** start Records for the task **

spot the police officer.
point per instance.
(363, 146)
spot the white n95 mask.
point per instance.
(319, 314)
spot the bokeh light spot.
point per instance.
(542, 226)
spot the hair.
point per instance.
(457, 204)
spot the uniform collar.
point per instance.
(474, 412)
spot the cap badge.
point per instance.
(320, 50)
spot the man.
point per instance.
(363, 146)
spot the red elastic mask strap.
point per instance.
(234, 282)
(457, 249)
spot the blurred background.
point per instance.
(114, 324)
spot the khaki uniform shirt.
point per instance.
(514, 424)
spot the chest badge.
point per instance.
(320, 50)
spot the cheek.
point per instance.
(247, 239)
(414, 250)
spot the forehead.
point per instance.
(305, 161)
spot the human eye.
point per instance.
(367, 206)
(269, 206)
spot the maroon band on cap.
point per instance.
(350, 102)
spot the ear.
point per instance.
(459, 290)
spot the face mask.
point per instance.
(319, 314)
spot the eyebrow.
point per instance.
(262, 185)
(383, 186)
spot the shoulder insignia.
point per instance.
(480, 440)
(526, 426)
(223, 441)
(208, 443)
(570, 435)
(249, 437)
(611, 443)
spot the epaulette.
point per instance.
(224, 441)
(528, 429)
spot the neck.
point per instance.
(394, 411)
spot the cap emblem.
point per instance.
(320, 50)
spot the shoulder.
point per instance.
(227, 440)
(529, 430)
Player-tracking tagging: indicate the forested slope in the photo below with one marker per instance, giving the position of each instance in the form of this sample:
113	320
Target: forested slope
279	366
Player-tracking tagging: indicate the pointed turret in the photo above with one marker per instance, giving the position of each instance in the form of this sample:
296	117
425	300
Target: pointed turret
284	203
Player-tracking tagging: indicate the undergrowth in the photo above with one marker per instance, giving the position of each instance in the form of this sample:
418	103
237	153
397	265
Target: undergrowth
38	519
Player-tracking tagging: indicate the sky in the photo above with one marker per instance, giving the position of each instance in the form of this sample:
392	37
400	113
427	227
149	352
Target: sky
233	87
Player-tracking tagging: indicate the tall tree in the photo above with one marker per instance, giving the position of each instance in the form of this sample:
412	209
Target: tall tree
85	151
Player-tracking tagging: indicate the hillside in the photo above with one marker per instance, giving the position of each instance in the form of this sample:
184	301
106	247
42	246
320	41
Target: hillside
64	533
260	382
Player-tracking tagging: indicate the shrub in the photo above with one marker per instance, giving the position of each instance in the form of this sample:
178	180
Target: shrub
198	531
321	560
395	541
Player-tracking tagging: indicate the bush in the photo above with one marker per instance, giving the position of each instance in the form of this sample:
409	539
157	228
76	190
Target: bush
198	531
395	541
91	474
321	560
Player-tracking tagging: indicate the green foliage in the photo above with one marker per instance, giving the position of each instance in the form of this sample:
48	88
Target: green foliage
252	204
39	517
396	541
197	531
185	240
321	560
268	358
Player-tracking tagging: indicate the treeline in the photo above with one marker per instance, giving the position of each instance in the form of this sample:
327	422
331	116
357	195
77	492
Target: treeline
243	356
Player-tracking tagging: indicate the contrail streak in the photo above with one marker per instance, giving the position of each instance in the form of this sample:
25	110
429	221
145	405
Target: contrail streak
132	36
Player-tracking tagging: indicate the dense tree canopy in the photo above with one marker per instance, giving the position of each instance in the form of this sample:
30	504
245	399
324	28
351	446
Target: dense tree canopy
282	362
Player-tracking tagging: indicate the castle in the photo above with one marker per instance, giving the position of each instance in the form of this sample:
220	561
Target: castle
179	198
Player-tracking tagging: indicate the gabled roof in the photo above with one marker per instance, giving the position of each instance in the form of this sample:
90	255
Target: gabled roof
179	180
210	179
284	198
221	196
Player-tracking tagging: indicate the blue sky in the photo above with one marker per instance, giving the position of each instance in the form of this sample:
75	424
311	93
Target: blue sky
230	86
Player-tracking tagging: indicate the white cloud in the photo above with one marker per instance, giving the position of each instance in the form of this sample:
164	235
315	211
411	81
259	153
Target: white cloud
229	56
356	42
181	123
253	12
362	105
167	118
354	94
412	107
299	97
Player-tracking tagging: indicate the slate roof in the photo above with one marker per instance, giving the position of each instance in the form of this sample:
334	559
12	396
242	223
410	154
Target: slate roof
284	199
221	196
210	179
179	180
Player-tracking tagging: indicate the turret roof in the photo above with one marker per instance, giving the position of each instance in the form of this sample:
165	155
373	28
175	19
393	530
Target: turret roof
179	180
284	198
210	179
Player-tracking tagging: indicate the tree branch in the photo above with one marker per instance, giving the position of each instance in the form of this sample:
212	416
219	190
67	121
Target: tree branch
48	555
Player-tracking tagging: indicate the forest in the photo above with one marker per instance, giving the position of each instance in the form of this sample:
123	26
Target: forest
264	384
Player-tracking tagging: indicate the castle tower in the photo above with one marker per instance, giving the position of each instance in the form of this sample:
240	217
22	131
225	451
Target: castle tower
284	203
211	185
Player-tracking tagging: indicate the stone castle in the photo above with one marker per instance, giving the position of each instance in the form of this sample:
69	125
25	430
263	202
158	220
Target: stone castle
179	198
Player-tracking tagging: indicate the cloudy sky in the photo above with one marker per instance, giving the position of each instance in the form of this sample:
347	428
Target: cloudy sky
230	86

** end Records for the task **

[Exercise objective]
Transcribe only the trailing portion of the entries above: the line that contains "Player-tracking tagging: indicate the castle tower" and each line after it.

[Full solution]
Player-tracking tagging: indicate the castle tower in the photo above with one marker per instance, giving the position of each instance in the form of this sample:
240	217
22	131
225	451
Target: castle tower
284	203
211	185
Player-tracking tagging: indicate the stone castle in the photo above with one marker per instance, giving the position of each instance in the form of this sample:
69	125
25	430
263	202
158	220
Target: stone castle
179	198
Player-tracking tagging: indicate the cloudy sky in the photo above with one marker per instance, giving the position of each instance in the form of this sample:
347	428
Target: cloudy sky
230	86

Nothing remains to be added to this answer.